What to do: Rescale the entries between the line holding "Annotate each instance of the sky" and the line holding "x=302 y=322", inclusive. Reproduce only those lines in full, requests included, with each point coordinate in the answers multiplied by 0.95 and rounded to a whole number, halves rounding up.

Entries:

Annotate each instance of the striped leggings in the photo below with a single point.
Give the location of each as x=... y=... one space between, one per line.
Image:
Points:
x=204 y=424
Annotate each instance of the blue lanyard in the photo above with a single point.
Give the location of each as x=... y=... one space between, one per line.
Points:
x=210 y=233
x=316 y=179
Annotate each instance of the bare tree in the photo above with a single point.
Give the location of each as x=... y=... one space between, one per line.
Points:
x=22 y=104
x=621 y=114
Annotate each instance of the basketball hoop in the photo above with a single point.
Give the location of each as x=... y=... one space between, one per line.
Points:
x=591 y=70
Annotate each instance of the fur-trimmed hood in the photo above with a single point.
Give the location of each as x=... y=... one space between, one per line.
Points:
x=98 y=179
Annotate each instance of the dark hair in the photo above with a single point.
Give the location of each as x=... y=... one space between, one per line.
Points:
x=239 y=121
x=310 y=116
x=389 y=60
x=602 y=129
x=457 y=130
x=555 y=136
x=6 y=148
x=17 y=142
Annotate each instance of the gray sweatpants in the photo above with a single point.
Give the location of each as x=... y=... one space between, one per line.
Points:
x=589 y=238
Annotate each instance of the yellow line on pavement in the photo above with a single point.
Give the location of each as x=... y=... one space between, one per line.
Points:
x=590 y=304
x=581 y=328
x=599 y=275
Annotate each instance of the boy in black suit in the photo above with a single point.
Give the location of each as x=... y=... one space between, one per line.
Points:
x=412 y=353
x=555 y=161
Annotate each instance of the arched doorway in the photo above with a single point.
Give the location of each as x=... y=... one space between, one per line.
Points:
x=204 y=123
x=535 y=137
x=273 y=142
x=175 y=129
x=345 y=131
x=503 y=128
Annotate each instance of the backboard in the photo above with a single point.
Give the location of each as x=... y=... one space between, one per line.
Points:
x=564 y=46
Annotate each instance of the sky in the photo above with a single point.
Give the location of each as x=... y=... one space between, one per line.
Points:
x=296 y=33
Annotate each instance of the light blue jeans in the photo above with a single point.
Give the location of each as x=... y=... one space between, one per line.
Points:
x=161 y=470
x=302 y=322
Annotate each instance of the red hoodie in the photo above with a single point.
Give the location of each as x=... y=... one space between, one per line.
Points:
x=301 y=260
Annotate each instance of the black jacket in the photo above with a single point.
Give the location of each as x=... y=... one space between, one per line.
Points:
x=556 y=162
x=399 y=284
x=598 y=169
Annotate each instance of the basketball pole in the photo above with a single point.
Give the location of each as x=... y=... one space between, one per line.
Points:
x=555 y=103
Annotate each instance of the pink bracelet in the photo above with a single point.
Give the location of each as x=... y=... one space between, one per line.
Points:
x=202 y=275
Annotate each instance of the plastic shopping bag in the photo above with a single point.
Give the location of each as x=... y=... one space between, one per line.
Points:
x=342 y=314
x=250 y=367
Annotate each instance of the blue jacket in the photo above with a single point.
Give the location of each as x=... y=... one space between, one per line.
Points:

Output of the exercise:
Annotate each instance of the sky in the photo above with a single point.
Give the location of each as x=... y=... one space between, one per line.
Points:
x=281 y=31
Annotate each instance of the light blue jeans in the photo above with a single point.
Give the location of each as x=... y=... one space between, one per line.
Points:
x=153 y=447
x=287 y=306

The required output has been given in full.